TASK LIST =>
- A) According to the Rodrigues fody text, how long is this bird?
- B) Extend the Rodrigues fody article, starting after its last sentence.

SUPPLIED PASSAGE =>
Scientific classification
- Kingdom: Animalia
- Phylum: Chordata
- Class: Aves
- Order: Passeriformes
- Family: Ploceidae
- Genus: Foudia
- Species: F. flavicans
- Binomial name: Foudia flavicans A. Newton, 1865

= Rodrigues fody =

- Genus: Foudia
- Species: flavicans
- Authority: A. Newton, 1865
- Conservation status: NT

Species of bird

The Rodrigues fody (Foudia flavicans) is a rare species of bird in the weaver family. It is endemic to Rodrigues, an island of Mauritius. It is classified by BirdLife International as being vulnerable. It is also on the United States' Endangered Species List with an endangered status.

This bird is 12 to 13 cm long. It is yellow with an orange face and brown back, wings, and tail.

The bird can be found in the canopy at heights of at least 5 m, and sometimes travels in flocks. It may be associated with the Norfolk Island pine (Araucaria cunninghamii) and some introduced species of plants. More birds are found in areas with more dense stands of taller trees and higher diversity of tree species. It feeds on insects, spiders, seeds, nectar, and fruit.

MATERIAL PROVIDED =>
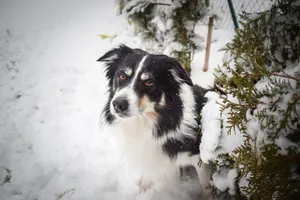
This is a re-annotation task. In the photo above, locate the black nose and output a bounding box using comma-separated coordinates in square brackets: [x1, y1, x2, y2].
[113, 98, 129, 112]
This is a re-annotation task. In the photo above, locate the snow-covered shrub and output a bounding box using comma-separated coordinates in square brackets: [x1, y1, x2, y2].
[200, 0, 300, 200]
[119, 0, 208, 72]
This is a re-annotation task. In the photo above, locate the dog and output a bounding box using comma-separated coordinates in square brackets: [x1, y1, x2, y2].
[97, 45, 209, 195]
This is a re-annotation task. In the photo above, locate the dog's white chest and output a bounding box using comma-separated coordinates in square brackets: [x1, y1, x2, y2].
[112, 118, 176, 179]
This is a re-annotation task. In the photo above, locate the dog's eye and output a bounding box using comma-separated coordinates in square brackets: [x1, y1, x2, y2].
[119, 72, 127, 80]
[145, 80, 154, 87]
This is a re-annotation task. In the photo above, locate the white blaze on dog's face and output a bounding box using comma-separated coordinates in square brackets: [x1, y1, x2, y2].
[99, 46, 192, 123]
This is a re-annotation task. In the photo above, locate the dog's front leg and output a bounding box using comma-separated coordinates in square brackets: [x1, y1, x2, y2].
[138, 176, 153, 193]
[195, 162, 212, 199]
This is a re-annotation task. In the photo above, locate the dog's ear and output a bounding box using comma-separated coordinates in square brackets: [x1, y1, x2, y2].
[97, 44, 132, 63]
[97, 45, 133, 85]
[169, 62, 193, 86]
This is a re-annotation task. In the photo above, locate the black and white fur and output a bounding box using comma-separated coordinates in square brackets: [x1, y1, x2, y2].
[98, 45, 211, 195]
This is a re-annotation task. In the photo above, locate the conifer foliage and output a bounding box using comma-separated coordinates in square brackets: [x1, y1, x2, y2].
[211, 0, 300, 200]
[119, 0, 208, 72]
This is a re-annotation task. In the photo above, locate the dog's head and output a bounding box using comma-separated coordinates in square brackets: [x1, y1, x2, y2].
[98, 45, 193, 124]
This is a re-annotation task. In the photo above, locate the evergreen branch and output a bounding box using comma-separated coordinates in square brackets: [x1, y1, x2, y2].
[246, 72, 300, 81]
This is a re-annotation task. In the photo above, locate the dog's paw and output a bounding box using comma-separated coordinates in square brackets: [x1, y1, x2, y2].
[138, 177, 153, 193]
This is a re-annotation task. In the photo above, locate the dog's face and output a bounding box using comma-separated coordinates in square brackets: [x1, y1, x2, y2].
[98, 45, 192, 121]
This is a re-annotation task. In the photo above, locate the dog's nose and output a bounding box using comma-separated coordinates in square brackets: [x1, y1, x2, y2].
[113, 98, 129, 112]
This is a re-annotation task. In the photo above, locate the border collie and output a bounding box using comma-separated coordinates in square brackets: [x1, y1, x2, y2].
[98, 45, 208, 195]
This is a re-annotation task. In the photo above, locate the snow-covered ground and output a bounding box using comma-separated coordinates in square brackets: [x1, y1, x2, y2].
[0, 0, 232, 200]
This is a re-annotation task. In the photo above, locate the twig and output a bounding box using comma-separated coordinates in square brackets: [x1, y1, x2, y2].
[246, 72, 300, 81]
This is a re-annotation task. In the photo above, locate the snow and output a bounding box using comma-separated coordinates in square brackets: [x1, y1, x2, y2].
[200, 92, 221, 164]
[213, 169, 237, 194]
[0, 0, 232, 200]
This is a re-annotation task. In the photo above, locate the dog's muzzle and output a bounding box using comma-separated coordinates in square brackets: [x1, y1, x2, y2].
[112, 97, 129, 116]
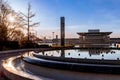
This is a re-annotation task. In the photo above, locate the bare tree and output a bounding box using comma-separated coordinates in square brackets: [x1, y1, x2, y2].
[0, 0, 24, 40]
[21, 3, 39, 41]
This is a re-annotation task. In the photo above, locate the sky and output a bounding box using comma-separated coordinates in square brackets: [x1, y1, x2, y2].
[8, 0, 120, 38]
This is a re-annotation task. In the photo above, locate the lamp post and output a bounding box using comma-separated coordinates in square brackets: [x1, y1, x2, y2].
[52, 32, 55, 39]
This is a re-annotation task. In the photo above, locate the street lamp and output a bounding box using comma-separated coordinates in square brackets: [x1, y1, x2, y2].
[52, 32, 55, 39]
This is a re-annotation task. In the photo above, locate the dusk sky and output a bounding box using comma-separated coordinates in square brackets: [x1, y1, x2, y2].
[8, 0, 120, 38]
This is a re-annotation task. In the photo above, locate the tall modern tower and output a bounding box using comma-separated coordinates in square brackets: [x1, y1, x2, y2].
[60, 17, 65, 46]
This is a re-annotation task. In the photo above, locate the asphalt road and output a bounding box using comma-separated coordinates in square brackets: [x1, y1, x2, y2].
[0, 53, 20, 80]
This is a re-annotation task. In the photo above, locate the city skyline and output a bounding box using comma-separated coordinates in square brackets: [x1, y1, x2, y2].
[8, 0, 120, 38]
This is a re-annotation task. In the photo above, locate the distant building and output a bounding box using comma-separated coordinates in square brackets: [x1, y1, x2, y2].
[77, 29, 112, 47]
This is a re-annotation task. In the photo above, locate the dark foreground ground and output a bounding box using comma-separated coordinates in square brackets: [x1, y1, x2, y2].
[0, 53, 19, 80]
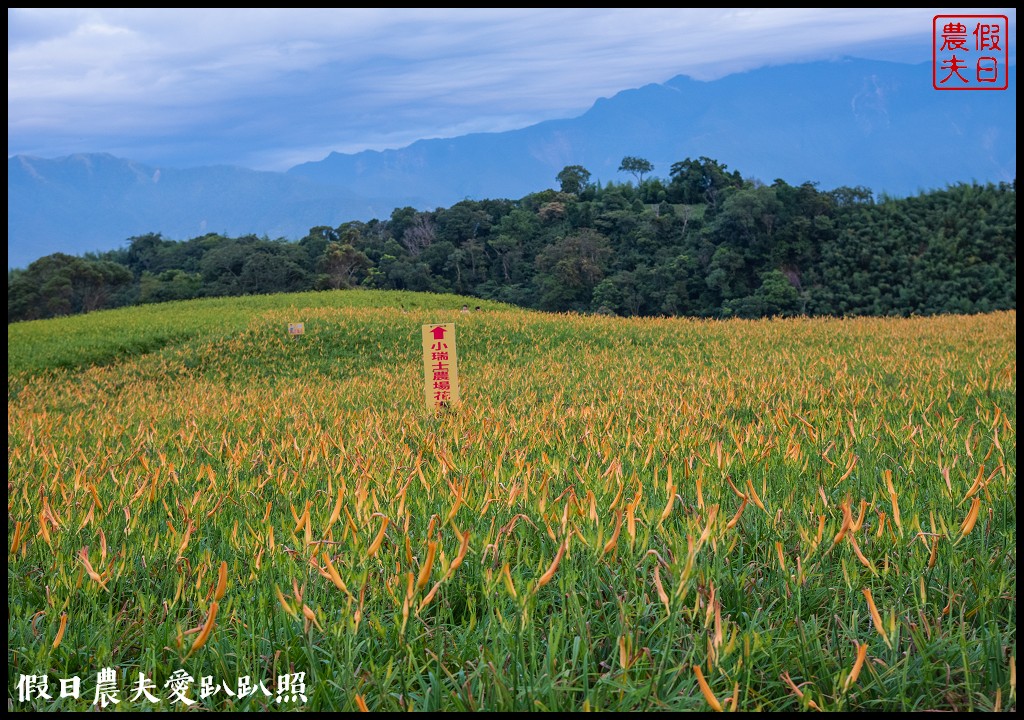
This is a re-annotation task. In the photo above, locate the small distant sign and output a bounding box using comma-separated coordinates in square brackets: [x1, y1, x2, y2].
[423, 324, 459, 411]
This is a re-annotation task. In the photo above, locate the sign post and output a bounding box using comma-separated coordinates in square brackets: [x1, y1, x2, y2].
[423, 324, 459, 411]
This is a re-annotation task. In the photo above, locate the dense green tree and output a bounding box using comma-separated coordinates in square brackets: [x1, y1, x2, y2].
[555, 165, 590, 195]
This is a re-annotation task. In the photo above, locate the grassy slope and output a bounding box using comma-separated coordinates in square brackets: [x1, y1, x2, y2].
[8, 292, 1016, 710]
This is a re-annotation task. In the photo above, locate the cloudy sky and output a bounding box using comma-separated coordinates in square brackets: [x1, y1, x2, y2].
[7, 8, 1017, 170]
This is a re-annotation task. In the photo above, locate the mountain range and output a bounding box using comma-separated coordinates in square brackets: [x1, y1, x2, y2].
[7, 58, 1017, 268]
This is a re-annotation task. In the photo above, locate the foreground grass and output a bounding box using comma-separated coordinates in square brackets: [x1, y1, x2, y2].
[7, 293, 1017, 711]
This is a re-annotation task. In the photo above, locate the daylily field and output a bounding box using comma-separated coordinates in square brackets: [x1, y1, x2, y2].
[7, 291, 1017, 711]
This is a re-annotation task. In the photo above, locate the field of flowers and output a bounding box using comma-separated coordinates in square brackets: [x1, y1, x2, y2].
[7, 291, 1017, 711]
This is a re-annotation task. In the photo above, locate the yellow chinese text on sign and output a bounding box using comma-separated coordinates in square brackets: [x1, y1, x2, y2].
[423, 324, 459, 411]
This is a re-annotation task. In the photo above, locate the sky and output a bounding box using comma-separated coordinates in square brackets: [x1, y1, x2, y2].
[7, 8, 1017, 171]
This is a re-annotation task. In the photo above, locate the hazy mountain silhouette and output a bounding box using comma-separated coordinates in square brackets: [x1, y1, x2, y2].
[7, 58, 1017, 267]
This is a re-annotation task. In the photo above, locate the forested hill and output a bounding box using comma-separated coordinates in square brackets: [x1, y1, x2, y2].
[7, 158, 1017, 323]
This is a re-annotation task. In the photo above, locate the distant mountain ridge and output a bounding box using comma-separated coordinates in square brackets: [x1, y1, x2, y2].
[7, 58, 1017, 267]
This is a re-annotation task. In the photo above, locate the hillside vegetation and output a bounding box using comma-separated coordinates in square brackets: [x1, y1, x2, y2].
[7, 157, 1017, 323]
[7, 290, 1017, 711]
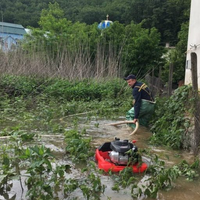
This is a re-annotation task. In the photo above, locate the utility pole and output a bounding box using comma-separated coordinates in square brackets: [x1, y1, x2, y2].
[191, 53, 200, 155]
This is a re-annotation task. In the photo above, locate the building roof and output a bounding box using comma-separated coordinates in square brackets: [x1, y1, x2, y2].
[0, 22, 26, 35]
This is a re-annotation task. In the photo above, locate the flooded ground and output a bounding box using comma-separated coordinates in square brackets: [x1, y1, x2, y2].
[0, 116, 200, 200]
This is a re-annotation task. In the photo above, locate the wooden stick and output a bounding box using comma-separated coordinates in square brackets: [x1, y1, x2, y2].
[107, 120, 139, 135]
[107, 120, 136, 126]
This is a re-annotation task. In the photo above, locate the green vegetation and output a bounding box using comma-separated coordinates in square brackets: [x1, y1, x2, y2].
[0, 0, 190, 84]
[151, 86, 194, 149]
[0, 0, 190, 45]
[0, 75, 199, 200]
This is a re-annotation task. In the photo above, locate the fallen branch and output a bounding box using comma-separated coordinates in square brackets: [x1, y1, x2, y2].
[107, 120, 139, 135]
[130, 122, 139, 135]
[107, 120, 136, 126]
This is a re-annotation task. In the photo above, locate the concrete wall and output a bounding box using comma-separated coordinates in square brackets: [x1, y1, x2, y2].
[185, 0, 200, 89]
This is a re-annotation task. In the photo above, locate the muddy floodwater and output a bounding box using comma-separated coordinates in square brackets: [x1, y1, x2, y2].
[0, 118, 200, 200]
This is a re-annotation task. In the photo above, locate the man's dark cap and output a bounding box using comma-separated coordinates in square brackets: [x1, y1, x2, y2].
[124, 74, 136, 81]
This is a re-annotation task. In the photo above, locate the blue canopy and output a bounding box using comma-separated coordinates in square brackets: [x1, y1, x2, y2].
[98, 20, 113, 29]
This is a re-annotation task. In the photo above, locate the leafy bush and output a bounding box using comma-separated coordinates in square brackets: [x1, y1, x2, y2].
[151, 86, 194, 149]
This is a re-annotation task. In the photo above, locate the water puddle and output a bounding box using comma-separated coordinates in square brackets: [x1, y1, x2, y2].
[0, 118, 200, 200]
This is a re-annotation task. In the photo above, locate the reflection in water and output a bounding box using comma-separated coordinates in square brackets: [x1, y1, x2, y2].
[0, 119, 200, 200]
[89, 119, 200, 200]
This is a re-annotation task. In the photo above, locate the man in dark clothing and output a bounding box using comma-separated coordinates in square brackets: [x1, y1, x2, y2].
[124, 74, 154, 128]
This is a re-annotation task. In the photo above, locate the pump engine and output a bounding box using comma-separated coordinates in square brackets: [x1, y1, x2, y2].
[109, 138, 138, 165]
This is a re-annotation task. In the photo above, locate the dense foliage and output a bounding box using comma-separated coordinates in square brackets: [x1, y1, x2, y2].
[0, 0, 190, 45]
[151, 86, 194, 149]
[0, 76, 199, 200]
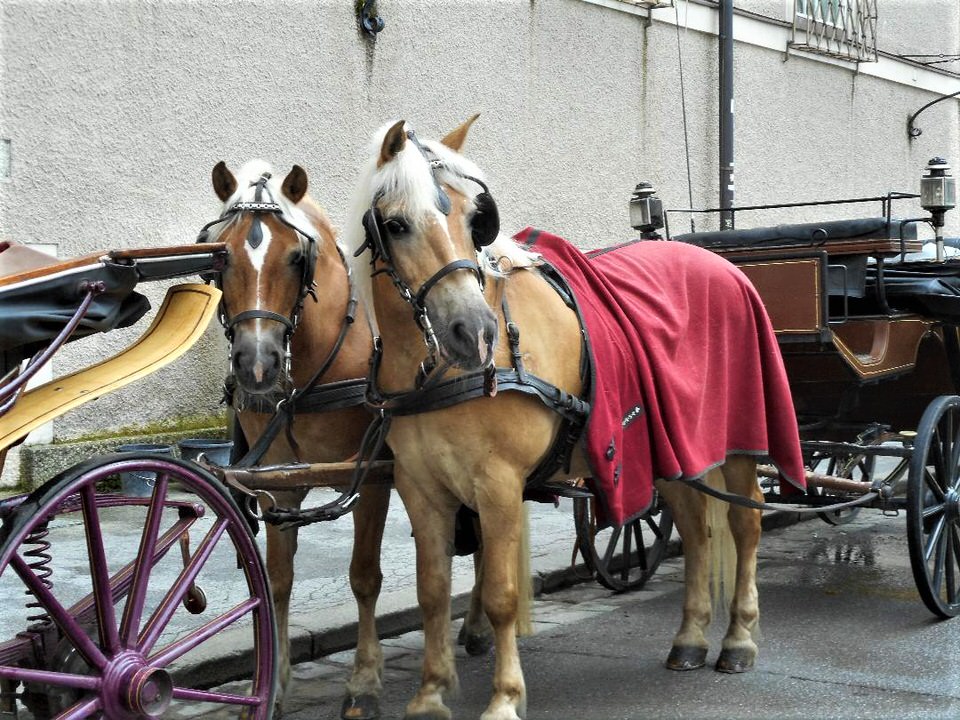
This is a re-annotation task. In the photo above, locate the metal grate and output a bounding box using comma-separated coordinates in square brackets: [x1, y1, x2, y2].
[789, 0, 877, 62]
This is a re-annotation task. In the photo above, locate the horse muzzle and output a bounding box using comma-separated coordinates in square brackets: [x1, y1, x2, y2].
[437, 305, 499, 370]
[230, 332, 285, 395]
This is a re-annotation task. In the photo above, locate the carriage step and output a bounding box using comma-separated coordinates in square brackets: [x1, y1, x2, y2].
[536, 482, 593, 500]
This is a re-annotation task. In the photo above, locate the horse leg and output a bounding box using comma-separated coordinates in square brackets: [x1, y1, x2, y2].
[340, 485, 390, 720]
[716, 455, 763, 673]
[657, 480, 712, 670]
[457, 522, 493, 656]
[394, 467, 460, 720]
[479, 493, 527, 720]
[264, 490, 307, 717]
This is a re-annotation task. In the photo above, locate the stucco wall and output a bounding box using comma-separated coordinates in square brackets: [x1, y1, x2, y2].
[0, 0, 960, 484]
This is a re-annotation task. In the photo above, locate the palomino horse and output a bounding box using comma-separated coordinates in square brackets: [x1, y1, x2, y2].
[345, 118, 804, 720]
[201, 161, 490, 719]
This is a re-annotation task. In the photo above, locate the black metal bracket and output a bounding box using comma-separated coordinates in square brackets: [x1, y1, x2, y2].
[907, 90, 960, 140]
[355, 0, 385, 39]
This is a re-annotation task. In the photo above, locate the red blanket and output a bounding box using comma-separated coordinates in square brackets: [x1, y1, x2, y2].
[514, 228, 805, 525]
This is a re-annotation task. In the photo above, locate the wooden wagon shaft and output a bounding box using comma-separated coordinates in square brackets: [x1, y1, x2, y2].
[217, 460, 393, 490]
[757, 465, 873, 495]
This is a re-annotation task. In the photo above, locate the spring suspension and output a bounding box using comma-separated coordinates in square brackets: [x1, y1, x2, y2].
[22, 521, 53, 623]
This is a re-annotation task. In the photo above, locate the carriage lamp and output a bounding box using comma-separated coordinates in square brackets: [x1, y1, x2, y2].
[920, 157, 957, 260]
[630, 182, 663, 235]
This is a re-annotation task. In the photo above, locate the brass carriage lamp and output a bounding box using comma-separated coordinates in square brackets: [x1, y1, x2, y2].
[630, 182, 663, 237]
[920, 157, 957, 260]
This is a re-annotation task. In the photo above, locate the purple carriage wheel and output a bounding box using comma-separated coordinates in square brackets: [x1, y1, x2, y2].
[0, 453, 277, 720]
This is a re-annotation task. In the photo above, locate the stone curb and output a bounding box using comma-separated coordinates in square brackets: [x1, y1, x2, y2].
[181, 510, 815, 687]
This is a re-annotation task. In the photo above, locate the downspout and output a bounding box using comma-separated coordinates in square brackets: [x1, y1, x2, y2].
[720, 0, 734, 230]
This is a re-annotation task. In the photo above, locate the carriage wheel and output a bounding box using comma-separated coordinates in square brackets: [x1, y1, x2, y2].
[907, 395, 960, 618]
[0, 453, 276, 720]
[573, 495, 673, 592]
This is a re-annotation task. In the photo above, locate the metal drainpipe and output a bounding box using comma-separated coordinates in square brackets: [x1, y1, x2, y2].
[720, 0, 734, 230]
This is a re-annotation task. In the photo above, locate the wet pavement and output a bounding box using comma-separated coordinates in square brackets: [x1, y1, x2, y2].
[178, 510, 960, 720]
[7, 480, 960, 720]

ANSWER LIST =>
- A) 12 to 13 cm.

- B)
Once abundant on the island, the bird was nearly driven to extinction with only 5 or 6 pairs remaining by 1968. Due to conservation efforts its numbers rose to between 911 and 1200 individuals by the year 1999.

The main threat to the species is the destruction of its forest habitat. The forest was cleared for subsistence farming and livestock. The bird also competes with its introduced relative, the Madagascar red fody (Foudia madagascariensis). Cyclones and drought reduce the food supply.

Conservation efforts have included reforestation, the main cause of the increase in fody numbers. Fences keep out livestock.